[Dataset items]
'''

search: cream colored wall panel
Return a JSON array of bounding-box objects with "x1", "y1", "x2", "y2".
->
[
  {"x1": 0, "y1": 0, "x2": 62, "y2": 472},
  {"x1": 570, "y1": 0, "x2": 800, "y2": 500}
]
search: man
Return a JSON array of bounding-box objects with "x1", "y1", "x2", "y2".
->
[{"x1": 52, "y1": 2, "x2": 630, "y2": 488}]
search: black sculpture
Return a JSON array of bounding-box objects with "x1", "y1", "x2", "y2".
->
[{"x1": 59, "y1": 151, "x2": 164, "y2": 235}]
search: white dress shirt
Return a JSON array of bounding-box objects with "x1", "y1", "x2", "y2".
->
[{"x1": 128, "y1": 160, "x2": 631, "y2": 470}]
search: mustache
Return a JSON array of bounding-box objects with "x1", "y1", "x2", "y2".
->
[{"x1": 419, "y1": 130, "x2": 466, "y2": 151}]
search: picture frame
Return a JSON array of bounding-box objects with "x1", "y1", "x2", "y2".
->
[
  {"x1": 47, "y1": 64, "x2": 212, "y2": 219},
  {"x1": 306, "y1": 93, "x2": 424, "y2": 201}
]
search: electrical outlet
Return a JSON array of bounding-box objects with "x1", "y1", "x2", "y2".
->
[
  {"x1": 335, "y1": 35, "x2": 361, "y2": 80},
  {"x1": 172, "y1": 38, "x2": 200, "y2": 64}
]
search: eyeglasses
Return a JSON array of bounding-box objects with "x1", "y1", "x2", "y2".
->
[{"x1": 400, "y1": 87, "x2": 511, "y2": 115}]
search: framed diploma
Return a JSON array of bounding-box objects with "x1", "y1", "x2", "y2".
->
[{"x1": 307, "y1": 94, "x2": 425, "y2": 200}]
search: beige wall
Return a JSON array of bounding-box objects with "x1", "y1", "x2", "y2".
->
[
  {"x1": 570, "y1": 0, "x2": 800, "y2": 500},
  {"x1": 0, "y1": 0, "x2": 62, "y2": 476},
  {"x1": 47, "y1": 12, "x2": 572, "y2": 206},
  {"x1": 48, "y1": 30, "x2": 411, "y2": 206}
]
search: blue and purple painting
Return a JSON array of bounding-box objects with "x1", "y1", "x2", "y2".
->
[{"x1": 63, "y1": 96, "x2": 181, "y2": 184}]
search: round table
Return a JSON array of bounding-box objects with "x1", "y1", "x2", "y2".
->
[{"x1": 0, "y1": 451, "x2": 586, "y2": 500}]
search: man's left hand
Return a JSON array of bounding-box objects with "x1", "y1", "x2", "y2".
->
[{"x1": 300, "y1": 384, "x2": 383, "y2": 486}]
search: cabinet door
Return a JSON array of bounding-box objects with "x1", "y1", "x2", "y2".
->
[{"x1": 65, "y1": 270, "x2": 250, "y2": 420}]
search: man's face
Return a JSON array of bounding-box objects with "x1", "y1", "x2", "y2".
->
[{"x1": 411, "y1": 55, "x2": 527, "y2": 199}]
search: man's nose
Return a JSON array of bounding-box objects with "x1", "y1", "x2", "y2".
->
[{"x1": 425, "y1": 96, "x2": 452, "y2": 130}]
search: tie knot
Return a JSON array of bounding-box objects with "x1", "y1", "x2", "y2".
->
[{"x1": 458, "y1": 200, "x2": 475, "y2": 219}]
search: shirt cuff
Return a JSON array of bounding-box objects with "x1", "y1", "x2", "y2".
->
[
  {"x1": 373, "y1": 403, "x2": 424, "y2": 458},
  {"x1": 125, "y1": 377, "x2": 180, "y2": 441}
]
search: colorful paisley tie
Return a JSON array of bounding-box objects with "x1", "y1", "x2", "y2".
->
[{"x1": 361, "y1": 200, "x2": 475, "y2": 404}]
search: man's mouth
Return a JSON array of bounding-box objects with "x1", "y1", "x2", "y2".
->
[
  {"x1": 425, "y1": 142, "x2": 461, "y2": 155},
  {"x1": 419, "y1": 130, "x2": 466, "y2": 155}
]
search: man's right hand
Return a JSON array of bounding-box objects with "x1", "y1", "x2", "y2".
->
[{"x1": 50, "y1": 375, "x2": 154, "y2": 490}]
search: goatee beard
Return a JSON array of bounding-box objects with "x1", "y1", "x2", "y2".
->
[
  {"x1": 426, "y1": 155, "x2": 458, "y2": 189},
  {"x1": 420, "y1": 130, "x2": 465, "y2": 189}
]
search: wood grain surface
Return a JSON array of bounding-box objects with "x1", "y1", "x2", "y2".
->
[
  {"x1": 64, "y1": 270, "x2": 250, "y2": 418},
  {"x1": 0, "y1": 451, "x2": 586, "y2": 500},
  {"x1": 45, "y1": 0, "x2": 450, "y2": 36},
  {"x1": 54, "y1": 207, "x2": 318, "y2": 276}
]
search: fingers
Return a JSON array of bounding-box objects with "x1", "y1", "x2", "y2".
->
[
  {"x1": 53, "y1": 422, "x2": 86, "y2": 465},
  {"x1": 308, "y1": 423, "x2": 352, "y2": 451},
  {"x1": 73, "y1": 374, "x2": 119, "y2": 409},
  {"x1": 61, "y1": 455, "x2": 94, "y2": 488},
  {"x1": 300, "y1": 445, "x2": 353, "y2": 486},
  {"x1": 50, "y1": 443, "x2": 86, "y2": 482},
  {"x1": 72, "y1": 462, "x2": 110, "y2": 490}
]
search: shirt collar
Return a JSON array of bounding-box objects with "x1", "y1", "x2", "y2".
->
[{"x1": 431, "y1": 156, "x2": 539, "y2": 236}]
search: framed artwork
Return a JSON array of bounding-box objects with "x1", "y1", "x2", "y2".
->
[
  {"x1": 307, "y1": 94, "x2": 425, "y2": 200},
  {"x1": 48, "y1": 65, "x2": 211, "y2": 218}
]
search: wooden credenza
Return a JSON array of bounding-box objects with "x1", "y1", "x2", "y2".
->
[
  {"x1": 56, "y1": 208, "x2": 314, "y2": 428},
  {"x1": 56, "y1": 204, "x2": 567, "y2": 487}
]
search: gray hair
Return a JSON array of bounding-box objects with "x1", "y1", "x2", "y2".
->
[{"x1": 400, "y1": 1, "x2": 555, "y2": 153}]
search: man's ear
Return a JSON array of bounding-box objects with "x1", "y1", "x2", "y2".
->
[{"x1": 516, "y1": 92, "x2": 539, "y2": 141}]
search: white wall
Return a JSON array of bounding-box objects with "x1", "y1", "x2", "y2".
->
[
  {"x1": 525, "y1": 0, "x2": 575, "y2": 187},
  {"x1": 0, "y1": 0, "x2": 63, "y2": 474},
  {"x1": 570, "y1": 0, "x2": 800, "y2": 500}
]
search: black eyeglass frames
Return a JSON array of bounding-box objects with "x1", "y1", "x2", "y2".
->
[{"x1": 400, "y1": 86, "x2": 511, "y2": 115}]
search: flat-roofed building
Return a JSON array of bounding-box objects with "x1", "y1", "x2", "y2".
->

'''

▶ [SET TASK]
Write out exactly the lines from the line holding "search: shirt collar" through the last line of the data, and nothing besides those lines.

▶ [TASK RESULT]
search: shirt collar
Return a JSON array of bounding-box objects with "x1", "y1", "x2", "y2".
->
[{"x1": 431, "y1": 156, "x2": 539, "y2": 236}]
search: framed artwork
Return a JSON array of bounding-box objects with "x1", "y1", "x2", "y2".
->
[
  {"x1": 307, "y1": 94, "x2": 425, "y2": 200},
  {"x1": 48, "y1": 65, "x2": 211, "y2": 218}
]
search: wooden credenza
Return a JSON array of bounding-box objects with "x1", "y1", "x2", "y2".
->
[
  {"x1": 56, "y1": 208, "x2": 314, "y2": 428},
  {"x1": 56, "y1": 204, "x2": 567, "y2": 487}
]
search: gray hair
Return a JSON array of bounding-box objects with "x1", "y1", "x2", "y2".
->
[{"x1": 400, "y1": 1, "x2": 555, "y2": 153}]
search: man's ear
Return a JSON array of bounding-box objects with "x1", "y1", "x2", "y2".
->
[{"x1": 516, "y1": 92, "x2": 539, "y2": 141}]
search: white wall
Return a JSON array of bounding-box objects with "x1", "y1", "x2", "y2".
->
[
  {"x1": 525, "y1": 0, "x2": 575, "y2": 187},
  {"x1": 0, "y1": 0, "x2": 63, "y2": 474},
  {"x1": 570, "y1": 0, "x2": 800, "y2": 500}
]
search: black eyeglass frames
Return a JSON array of bounding-box objects with "x1", "y1", "x2", "y2".
->
[{"x1": 400, "y1": 86, "x2": 511, "y2": 115}]
search: flat-roofed building
Return a JSON array of bounding-box objects with "x1", "y1", "x2", "y2".
->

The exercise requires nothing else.